● TEXTE FOURNI:
L’hyposcénion étoit un lieu particulier pratiqué sur l’orchestre, comme un réduit dégagé pour la commodité des joueurs d’instrumens & des personnages du logéon ; car le chœur & les mimes se tenoient dans l’hyposcénion, jusqu’à ce que les nécessités de la représentation les obligeassent à monter sur le logéon pour l’exécution de leurs rôles. Les poëtes mêmes venoient dans l’hyposcénion, & c’est ce qui est justifié par Athénée, quand il raconte qu’Asopodore Phliasien se mocqua plaisamment des injustes acclamations du théatre, où bien souvent les mauvaises choses sont applaudies ; il observe que cet Aposodore étant encore dans l’hyposcénion, & entendant l’approbation éclatante que le peuple donnoit à un joueur de flûte, « qu’est-ceci, s’écria-t-il, vous verrez qu’on vient d’admirer quelque nouvelle sottise » ? Il paroît de-là qu’Athénée ne considere pas l’hyposcénion comme une simple façade, mais comme un lieu & espace où étoit Asopodore, soit qu’il y fût pour y demeurer tout le long du spectacle, soit qu’il n’y fût qu’en passant.

● CONSIGNE A: Compte les lignes des entrées où figure la chaîne « ship » et donne uniquement ce nombre.
Le texte et les entrées n'ont aucun lien entre eux.

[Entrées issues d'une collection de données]
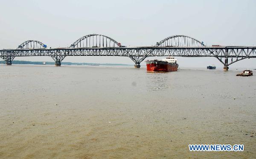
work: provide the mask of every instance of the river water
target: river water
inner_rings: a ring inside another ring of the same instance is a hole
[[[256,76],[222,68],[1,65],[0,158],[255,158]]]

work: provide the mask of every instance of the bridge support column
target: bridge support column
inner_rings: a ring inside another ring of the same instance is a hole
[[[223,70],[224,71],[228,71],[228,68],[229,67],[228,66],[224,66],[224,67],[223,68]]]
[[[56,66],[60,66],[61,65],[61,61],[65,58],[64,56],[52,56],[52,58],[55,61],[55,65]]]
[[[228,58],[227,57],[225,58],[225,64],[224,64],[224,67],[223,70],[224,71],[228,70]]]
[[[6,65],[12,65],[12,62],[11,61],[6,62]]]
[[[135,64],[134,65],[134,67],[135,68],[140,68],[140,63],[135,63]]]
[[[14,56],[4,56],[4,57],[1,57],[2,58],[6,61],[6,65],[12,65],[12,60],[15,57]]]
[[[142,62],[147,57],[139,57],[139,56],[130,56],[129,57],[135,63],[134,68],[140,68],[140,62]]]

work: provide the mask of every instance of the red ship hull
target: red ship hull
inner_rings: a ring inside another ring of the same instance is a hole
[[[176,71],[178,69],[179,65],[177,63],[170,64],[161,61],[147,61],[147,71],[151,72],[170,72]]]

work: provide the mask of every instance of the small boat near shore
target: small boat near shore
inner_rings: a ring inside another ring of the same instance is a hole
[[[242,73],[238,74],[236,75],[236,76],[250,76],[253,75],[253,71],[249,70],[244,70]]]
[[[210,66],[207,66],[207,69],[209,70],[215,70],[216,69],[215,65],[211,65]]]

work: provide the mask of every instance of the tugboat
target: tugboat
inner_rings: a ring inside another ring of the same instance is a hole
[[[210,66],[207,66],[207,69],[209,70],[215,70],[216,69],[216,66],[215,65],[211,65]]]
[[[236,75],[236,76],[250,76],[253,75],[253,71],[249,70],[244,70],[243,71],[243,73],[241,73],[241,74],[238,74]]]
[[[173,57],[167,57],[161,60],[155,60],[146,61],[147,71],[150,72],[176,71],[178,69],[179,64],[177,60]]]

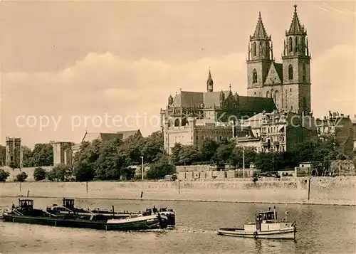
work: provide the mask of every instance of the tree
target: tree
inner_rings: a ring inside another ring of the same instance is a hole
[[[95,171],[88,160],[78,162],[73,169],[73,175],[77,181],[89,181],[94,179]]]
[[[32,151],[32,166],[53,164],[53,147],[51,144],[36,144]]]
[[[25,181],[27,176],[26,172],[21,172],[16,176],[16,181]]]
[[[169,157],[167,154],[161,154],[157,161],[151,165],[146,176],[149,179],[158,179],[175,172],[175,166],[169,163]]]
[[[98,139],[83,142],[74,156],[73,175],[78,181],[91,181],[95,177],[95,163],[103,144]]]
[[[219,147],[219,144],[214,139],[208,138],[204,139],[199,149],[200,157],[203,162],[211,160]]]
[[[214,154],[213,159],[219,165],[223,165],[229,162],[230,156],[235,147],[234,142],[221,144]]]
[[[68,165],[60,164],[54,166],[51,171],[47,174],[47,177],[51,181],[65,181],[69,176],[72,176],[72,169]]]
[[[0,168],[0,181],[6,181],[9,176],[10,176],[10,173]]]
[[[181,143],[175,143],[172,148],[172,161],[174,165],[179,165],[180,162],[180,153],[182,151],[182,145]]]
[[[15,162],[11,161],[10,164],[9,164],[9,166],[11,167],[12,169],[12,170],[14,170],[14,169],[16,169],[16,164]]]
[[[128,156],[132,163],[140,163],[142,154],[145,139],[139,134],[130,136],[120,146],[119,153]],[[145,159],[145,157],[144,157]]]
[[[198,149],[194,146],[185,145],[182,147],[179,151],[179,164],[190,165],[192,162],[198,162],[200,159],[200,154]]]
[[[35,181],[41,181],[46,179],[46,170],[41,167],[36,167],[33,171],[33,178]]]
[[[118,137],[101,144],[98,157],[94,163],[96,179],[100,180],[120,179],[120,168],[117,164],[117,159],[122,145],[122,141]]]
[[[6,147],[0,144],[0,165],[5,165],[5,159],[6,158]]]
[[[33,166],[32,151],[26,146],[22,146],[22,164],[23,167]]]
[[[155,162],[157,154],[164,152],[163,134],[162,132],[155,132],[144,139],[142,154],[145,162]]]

● CONSIGNE B: D'après le passage sur l'hyposcénion, qui s'y tenait jusqu'à ce que les nécessités de la représentation les obligent à monter sur le logéon ?

● RÉPONSE FINALE A: 2

● RÉPONSE FINALE B: Le chœur et les mimes.